>> start

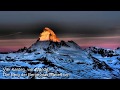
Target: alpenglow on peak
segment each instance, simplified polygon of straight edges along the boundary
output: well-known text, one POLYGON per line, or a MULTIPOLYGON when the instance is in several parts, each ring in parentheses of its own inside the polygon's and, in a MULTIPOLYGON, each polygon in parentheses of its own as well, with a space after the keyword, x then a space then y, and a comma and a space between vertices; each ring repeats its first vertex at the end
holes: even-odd
POLYGON ((59 38, 55 35, 55 33, 48 27, 43 29, 43 32, 40 33, 39 41, 53 41, 60 42, 59 38))

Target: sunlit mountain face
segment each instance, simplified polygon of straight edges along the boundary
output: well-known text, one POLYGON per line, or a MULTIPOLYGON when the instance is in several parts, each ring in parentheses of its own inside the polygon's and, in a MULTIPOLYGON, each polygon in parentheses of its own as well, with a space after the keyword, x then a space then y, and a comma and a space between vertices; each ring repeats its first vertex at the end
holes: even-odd
POLYGON ((45 27, 43 32, 40 33, 40 37, 39 37, 40 41, 53 41, 53 42, 60 42, 60 40, 57 38, 57 36, 55 35, 55 33, 50 29, 45 27))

>> end

__GIVEN PROBLEM__.
Rewrite the rows from their beginning through the line that contains "POLYGON ((59 38, 55", changing "even-odd" to "nonzero" and keeping everything else the same. Return only that stretch, and leave out the pictures.

__RESPONSE BELOW__.
Target: alpenglow on peak
segment each instance, simplified polygon of straight edges along the boundary
output: well-known text, one POLYGON per line, or a MULTIPOLYGON when the instance is in several parts, each ring in parentheses of its own inside the polygon's and, in a MULTIPOLYGON, each polygon in parentheses of its own as well, with a space after the keyword, x then a space then y, and a comma and a space between vertices; each ring repeats its first vertex at the end
holes: nonzero
POLYGON ((59 38, 55 35, 55 33, 48 27, 43 29, 43 32, 40 33, 39 41, 53 41, 60 42, 59 38))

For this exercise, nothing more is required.